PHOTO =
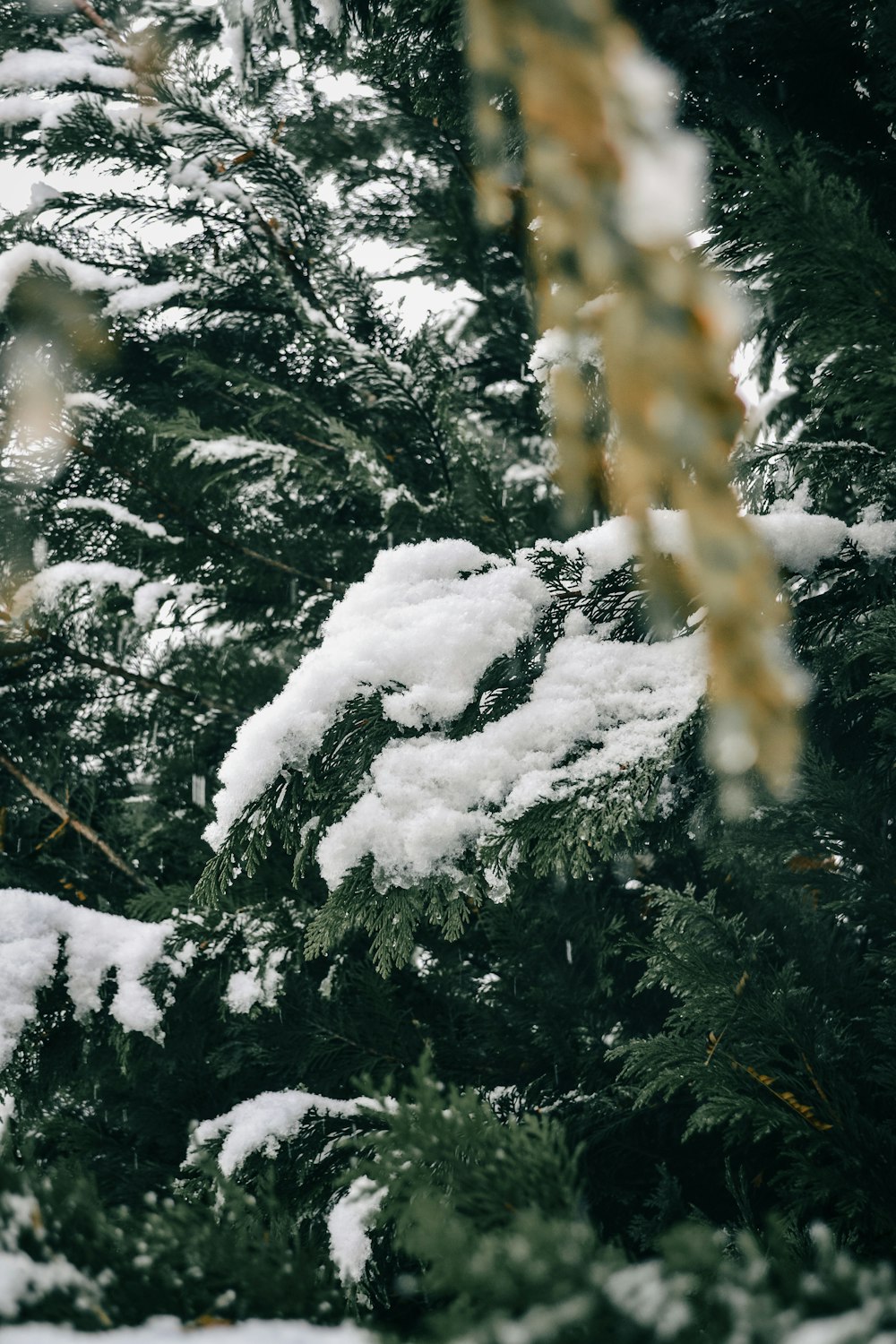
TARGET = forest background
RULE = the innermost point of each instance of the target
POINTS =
(508, 989)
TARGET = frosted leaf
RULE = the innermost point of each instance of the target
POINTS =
(349, 1222)
(263, 1124)
(37, 929)
(416, 621)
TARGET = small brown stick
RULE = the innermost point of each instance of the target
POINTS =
(81, 827)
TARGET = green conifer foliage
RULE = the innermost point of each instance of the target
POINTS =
(449, 1040)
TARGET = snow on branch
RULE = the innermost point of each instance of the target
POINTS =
(46, 588)
(427, 620)
(421, 632)
(37, 930)
(128, 293)
(263, 1123)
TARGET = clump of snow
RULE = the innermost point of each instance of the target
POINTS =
(425, 625)
(27, 107)
(231, 449)
(330, 13)
(24, 1281)
(147, 597)
(82, 277)
(47, 69)
(653, 1300)
(88, 401)
(117, 513)
(662, 179)
(349, 1223)
(430, 798)
(260, 986)
(37, 929)
(263, 1124)
(137, 297)
(46, 588)
(427, 618)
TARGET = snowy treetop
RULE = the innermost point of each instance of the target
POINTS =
(37, 930)
(454, 769)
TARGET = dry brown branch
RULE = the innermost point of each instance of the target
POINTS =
(607, 177)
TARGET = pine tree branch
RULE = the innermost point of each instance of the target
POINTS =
(97, 21)
(191, 521)
(145, 683)
(81, 827)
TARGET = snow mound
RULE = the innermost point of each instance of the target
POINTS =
(263, 1124)
(422, 629)
(37, 929)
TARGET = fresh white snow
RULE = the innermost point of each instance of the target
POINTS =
(35, 929)
(429, 618)
(430, 798)
(349, 1223)
(263, 1124)
(425, 625)
(47, 585)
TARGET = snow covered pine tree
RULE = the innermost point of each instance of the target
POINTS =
(482, 1021)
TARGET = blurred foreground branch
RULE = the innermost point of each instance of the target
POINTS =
(613, 190)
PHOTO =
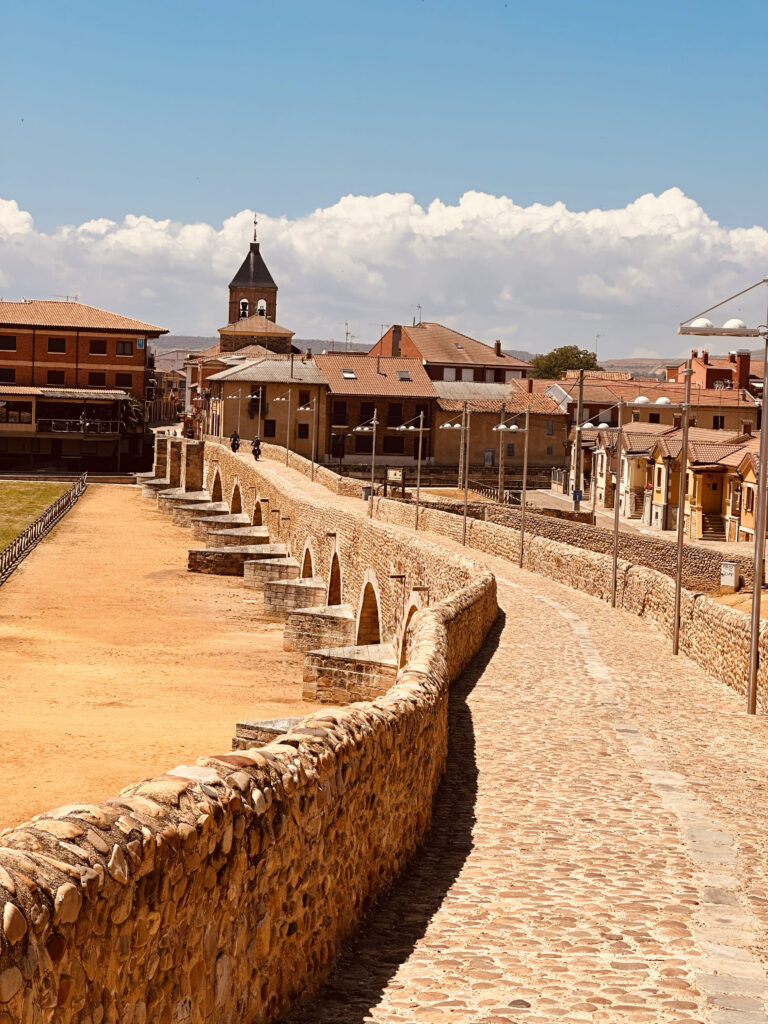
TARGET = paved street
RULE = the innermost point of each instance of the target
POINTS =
(598, 851)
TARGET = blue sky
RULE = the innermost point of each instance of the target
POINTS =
(194, 112)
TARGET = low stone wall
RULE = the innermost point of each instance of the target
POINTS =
(221, 891)
(700, 566)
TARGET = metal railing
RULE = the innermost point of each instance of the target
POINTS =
(78, 426)
(20, 546)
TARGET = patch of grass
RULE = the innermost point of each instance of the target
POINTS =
(23, 502)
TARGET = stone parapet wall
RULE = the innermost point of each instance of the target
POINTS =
(700, 566)
(221, 891)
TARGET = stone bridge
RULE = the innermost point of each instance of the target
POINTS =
(587, 814)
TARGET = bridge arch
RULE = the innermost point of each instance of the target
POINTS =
(368, 630)
(414, 605)
(334, 580)
(216, 488)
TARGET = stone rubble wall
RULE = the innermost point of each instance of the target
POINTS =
(715, 636)
(220, 892)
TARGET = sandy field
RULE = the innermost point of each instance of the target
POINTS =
(117, 664)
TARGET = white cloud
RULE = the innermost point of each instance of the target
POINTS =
(536, 276)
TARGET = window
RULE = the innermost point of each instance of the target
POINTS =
(15, 412)
(394, 444)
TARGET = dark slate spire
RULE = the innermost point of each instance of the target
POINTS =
(253, 272)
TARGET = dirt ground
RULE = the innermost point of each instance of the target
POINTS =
(118, 664)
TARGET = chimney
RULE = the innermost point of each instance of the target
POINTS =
(742, 369)
(396, 339)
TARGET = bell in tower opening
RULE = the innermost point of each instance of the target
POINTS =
(253, 289)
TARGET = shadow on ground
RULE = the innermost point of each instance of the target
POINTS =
(386, 937)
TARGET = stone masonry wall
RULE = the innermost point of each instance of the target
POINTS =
(219, 892)
(715, 636)
(700, 566)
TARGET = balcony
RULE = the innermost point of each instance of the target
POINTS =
(78, 426)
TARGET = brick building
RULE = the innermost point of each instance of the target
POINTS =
(68, 344)
(449, 355)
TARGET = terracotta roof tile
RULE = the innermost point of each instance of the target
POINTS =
(50, 313)
(441, 344)
(368, 375)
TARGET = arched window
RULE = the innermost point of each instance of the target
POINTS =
(334, 583)
(369, 628)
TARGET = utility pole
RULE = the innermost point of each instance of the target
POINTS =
(579, 455)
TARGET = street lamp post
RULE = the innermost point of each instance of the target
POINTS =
(699, 325)
(366, 428)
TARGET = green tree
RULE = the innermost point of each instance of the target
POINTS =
(565, 357)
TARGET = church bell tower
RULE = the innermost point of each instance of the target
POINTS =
(252, 290)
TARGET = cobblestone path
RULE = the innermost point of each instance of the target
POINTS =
(598, 851)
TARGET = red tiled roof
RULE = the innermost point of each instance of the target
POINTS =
(375, 376)
(50, 313)
(441, 344)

Task brief: Scale the rows from the line containing "TARGET = red tiled roof" through the last row, both included. Write those lines out again, requests and all, with every point coordinate multiplied by 1.85 and rounded to a whole number, halves going up.

Solution for this task:
TARGET = red tiled roof
RULE = the innermost point of each instance of the target
POINTS =
(694, 696)
(93, 579)
(816, 636)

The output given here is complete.